**PASSAGE PROVIDED**

I learned a lot riding with Perry. That first ride began the lessons. As we approached a hill, the pace would increase and we would all begin to push. In my mind, I was stronger than the others because I would find myself out in front as we pushed through the middle of the hill. However, as we approached the top of the hill, Perry would accelerate around me to capture the hill first. This proved his strength, as well as his cycling smarts. A deep respect grew very quickly within me for him as a rider.

As the miles accumulated on that and many other rides, he would continue to suck me into these little competitions, only to overtake me at the end. I like to think I'm a pretty smart guy, but it took me a while to figure out what was happening. In fact, at the Donaldson Tuesday night rides, he would tell me not to spend so much time out front - sit back and rest for a little while. My hardheadedness would usually get the better of me and I would forget his advice at the very next ride (where he would pull another 'Perry' and hold my wheel until the very last second where he would accelerate past).

Throughout the training rides leading up to the Ride to Austin, I began to know him off the bike. His sense of humor and sly wit, the love he has for his family and friends. His dedication to excellence in everything he did. The respect I had for him as a rider quickly grew into respect for him as a man. We became real friends.

Perry and I, along with Jeni and Ed rode so many miles together, that as our departure date neared, our P3C3 captain Ron ended up putting us together as the Polka Dot team. We were all really pleased.

**WHAT TO DO**
[a] In the cycling passage, what team did captain Ron put Perry, Jeni, Ed and the narrator on?
[b] Switch "plaque with emblem" to "badge with crest" throughout the rows, leaving everything else unchanged.
The rows have nothing to do with the cycling passage.

**TASK DATA**
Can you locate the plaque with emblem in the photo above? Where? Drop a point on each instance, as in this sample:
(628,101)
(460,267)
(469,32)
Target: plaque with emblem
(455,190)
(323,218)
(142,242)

**EXERCISE RESULTS**
[a] The Polka Dot team.

[b]
Can you locate the badge with crest in the photo above? Where? Drop a point on each instance, as in this sample:
(628,101)
(460,267)
(469,32)
Target: badge with crest
(455,190)
(323,218)
(142,242)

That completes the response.